--- Start RECORDS FOR THE EXERCISE ---
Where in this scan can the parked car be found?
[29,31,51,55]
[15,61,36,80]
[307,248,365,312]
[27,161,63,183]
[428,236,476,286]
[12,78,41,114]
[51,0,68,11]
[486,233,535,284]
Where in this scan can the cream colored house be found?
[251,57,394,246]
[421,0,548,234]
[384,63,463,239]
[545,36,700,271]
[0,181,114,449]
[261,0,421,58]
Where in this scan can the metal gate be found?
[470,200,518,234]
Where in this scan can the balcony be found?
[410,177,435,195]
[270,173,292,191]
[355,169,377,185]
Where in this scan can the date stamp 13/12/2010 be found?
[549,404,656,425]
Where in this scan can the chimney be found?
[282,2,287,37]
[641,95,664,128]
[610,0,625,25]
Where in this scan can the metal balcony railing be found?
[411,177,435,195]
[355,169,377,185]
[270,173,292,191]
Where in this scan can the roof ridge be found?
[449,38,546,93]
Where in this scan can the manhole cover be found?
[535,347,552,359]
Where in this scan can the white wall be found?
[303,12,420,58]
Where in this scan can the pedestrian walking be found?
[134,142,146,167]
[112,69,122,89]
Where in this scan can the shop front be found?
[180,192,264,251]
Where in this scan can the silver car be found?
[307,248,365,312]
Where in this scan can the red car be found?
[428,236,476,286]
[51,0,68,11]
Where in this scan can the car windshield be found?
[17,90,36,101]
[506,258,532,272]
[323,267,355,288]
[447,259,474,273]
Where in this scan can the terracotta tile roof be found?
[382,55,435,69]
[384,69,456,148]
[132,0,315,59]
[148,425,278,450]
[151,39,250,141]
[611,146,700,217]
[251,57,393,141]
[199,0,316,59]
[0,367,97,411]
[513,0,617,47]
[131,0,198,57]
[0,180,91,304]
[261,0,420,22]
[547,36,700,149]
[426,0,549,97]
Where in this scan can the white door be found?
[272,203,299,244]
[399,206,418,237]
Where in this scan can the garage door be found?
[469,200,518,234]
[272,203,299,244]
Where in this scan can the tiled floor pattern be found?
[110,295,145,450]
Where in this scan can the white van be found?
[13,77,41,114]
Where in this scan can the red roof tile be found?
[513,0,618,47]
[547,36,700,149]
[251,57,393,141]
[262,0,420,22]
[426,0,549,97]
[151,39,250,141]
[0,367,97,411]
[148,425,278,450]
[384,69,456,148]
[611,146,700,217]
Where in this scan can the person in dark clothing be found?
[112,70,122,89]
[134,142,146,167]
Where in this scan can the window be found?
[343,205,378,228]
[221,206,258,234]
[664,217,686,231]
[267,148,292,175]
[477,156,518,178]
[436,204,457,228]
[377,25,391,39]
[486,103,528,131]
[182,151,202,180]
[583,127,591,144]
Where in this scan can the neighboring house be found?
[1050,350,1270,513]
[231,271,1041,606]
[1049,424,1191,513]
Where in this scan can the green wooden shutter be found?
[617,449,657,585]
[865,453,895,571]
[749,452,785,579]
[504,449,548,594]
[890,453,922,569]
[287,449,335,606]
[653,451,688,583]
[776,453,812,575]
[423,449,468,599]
--- End RECORDS FOR THE EXERCISE ---
→ **WRITTEN PROBLEM**: Copy the entire listing above, every line in order and unchanged.

→ **OUTPUT**:
Where in this scan can the parked car be found?
[29,31,51,55]
[15,61,36,80]
[307,248,365,312]
[27,161,63,183]
[428,236,476,286]
[12,78,41,114]
[51,0,68,11]
[486,233,535,284]
Where in this scan can the cream colored house be found?
[251,57,394,246]
[421,0,548,234]
[384,63,463,239]
[545,36,700,271]
[0,181,114,449]
[261,0,421,58]
Where in this scan can the metal gate be found?
[470,200,518,234]
Where in this scan can the balcony be found?
[410,177,435,195]
[270,173,292,191]
[355,169,377,185]
Where in this scan can the date stamp 13/12/2010 be found?
[549,404,656,425]
Where in this scan can the chimney be found?
[282,2,287,37]
[641,95,664,128]
[610,0,625,25]
Where in this scan can the metal balcony railing be found?
[411,177,435,195]
[355,169,377,185]
[270,173,292,191]
Where in this scan can the roof ridge be found?
[449,38,546,93]
Where in this scan can the manhole cover be found?
[535,347,552,359]
Where in this scan can the white wall be found?
[303,12,420,58]
Where in this scan can the pedestrian walking be found?
[134,142,146,167]
[112,69,122,89]
Where in this scan can the shop front be found?
[180,192,264,251]
Where in this scan can the silver car be found?
[307,248,365,312]
Where in this scan can the red car be found?
[428,236,476,286]
[51,0,68,11]
Where in this scan can the car windshield be found?
[17,90,36,101]
[506,258,532,272]
[323,267,355,288]
[447,259,474,273]
Where in this scan can the terracotta tile roof be found?
[382,55,435,69]
[384,69,456,148]
[132,0,315,59]
[148,425,278,450]
[151,39,250,141]
[611,146,700,217]
[251,57,393,141]
[199,0,316,59]
[0,367,97,411]
[513,0,617,47]
[131,0,198,57]
[0,180,91,304]
[261,0,420,22]
[547,36,700,149]
[426,0,549,97]
Where in this scan can the white door be found?
[272,203,299,244]
[399,206,418,237]
Where in this scan can the garage door be found?
[469,200,518,234]
[272,203,299,244]
Where in this scan can the tiled floor pattern be found?
[110,295,145,450]
Where in this scan can the white van be found?
[13,77,41,114]
Where in this scan can the red roof tile be found?
[513,0,618,47]
[547,36,700,149]
[251,57,393,141]
[262,0,420,22]
[426,0,549,97]
[151,39,250,141]
[0,367,97,411]
[148,425,278,450]
[384,69,456,148]
[611,146,700,217]
Where in this scan can the person in dark clothing be found?
[112,70,122,89]
[134,142,146,167]
Where in this scan can the window be found?
[343,205,378,228]
[221,206,258,234]
[664,217,686,231]
[267,148,292,175]
[477,156,518,178]
[436,204,457,228]
[377,25,391,39]
[486,103,528,131]
[182,151,202,180]
[583,127,591,144]
Where in this scan can the neighboring house be found?
[1050,350,1270,513]
[231,271,1041,606]
[1049,424,1191,513]
Where in this scan can the green wooden shutter be found?
[617,449,657,585]
[865,453,895,571]
[749,452,785,579]
[504,449,548,594]
[890,453,922,569]
[287,449,335,606]
[653,451,688,583]
[776,453,812,575]
[423,449,468,599]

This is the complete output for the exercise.